▶ _Exercise prompt_
A faithful copy of all the records is needed, with the pictures omitted.
Records provided below:
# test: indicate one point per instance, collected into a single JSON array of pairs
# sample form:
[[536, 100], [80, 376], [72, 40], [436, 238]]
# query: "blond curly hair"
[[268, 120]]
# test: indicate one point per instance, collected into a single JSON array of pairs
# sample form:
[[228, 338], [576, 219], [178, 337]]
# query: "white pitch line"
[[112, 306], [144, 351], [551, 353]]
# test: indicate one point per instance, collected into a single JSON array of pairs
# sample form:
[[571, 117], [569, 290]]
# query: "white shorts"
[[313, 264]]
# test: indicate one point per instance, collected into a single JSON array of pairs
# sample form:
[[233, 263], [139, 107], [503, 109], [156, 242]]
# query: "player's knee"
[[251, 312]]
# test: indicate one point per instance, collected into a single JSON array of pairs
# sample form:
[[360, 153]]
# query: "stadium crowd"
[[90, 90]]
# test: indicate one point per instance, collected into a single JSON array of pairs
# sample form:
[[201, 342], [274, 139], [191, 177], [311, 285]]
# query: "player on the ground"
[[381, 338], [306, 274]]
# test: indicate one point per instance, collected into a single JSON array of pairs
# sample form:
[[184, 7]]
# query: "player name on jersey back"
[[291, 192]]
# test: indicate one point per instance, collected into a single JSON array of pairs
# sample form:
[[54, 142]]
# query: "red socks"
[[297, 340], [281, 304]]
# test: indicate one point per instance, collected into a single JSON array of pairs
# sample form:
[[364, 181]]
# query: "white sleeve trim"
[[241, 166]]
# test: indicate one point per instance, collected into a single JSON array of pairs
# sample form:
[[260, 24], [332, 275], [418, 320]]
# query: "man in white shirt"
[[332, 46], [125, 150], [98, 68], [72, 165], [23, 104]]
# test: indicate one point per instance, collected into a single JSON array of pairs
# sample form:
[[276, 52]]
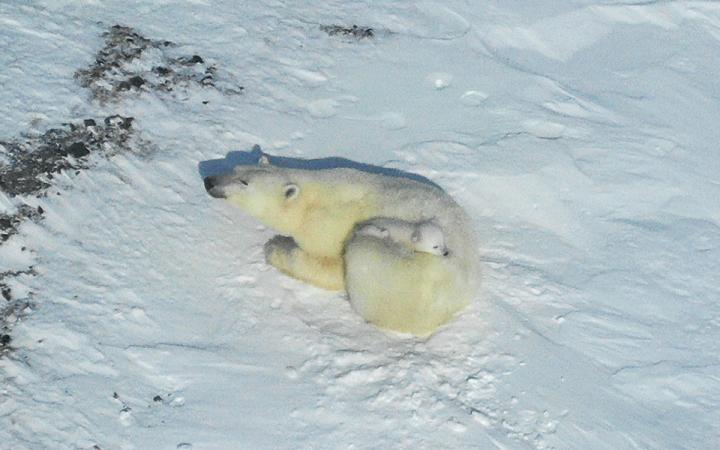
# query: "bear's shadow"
[[250, 158]]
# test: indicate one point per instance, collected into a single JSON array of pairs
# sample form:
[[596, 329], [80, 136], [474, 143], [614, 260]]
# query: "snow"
[[582, 137]]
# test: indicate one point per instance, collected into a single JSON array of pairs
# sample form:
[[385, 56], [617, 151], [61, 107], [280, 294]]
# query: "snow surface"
[[582, 137]]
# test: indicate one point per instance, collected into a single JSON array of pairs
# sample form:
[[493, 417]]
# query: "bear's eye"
[[291, 191]]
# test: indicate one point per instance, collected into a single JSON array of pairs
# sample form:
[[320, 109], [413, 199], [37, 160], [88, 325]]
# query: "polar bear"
[[424, 237], [316, 213]]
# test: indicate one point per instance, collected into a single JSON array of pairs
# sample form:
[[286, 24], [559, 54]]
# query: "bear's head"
[[266, 192]]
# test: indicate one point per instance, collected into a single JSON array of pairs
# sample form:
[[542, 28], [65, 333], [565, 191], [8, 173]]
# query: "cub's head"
[[429, 238], [266, 192]]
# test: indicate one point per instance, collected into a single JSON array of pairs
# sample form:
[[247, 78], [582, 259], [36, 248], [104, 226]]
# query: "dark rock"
End of Records provided.
▶ _Answer space_
# test: indicate one point per instance, collected into a single JSON array of pairs
# sample form:
[[536, 100], [80, 376], [72, 40], [436, 238]]
# query: "blond curly hair"
[[268, 120]]
# test: indicate one point per instance, collected into a single JSON array of pairs
# sample form:
[[228, 338], [576, 219], [178, 337]]
# query: "white pitch line"
[[112, 306], [144, 351], [551, 353]]
# test: indicate one point per instance, collected into a single JSON array of pairs
# sample form:
[[571, 117], [569, 290]]
# query: "white shorts"
[[313, 264]]
# test: indicate one point per instance, collected into a single JSON array of pairs
# sample form:
[[233, 263], [139, 107], [503, 109], [156, 242]]
# query: "player's knee"
[[251, 312]]
# test: indicate one point per instance, collected into a single JSON array of pairs
# sample form:
[[360, 153]]
# query: "stadium crowd"
[[90, 90]]
# test: indicate one point per instance, collected into a single JSON array of pairs
# sample form:
[[201, 342], [274, 139], [191, 177], [311, 285]]
# query: "player on the ground"
[[381, 338], [306, 274]]
# test: indicate one point per instance, collected into a single JSON array of pairs
# sample form:
[[184, 7]]
# query: "player name on jersey back"
[[291, 192]]
# test: indicate one point per instance, collected into a single JSON array of pairs
# sample form:
[[54, 142]]
# query: "red socks"
[[297, 340], [281, 304]]
# test: indicate one point per instance, collected into a single JSON array of pairs
# sample form:
[[364, 181]]
# query: "white sleeve trim"
[[241, 166]]
# test: indicate one point per instance, collected into a single JSON array of pairs
# sample form:
[[260, 24], [332, 275], [418, 320]]
# query: "man in white shirt"
[[332, 46], [125, 150], [98, 68], [72, 165], [23, 104]]
# test: indicate one point per instance, collected into a single JSON array of pairs
# sample form:
[[276, 52]]
# query: "bear's shadow"
[[250, 158]]
# test: indicate one point per instance, collected into a single JSON array of pairs
# sample form:
[[596, 329], [80, 136], [474, 143], [614, 260]]
# query: "snow"
[[582, 137]]
# test: indicate one point per instance, collected into a single JSON array of pairs
# sample form:
[[385, 56], [617, 151], [61, 107], [280, 294]]
# query: "snow surface"
[[582, 137]]
# test: indicate one point per instance, collected into a single JSON array of pairs
# sample form:
[[493, 417]]
# query: "bear's eye"
[[291, 191]]
# test: indicate one point per instance, collected into a single JSON array of pairs
# sample form:
[[320, 109], [413, 199], [37, 160], [88, 325]]
# query: "polar bear"
[[424, 237], [316, 213]]
# test: indicate one point per instance, collected into a single JSON array of pairs
# sample form:
[[286, 24], [559, 54]]
# query: "bear's head"
[[266, 192]]
# test: indicate one point per instance, collected into a single JSON array of pairs
# sample form:
[[542, 28], [65, 333], [565, 191], [8, 173]]
# query: "cub's head"
[[429, 238], [266, 192]]
# test: indicate one point per instance, collected into a single JSON array of pairs
# sample form:
[[247, 78], [582, 259], [36, 248], [104, 226]]
# query: "dark rock"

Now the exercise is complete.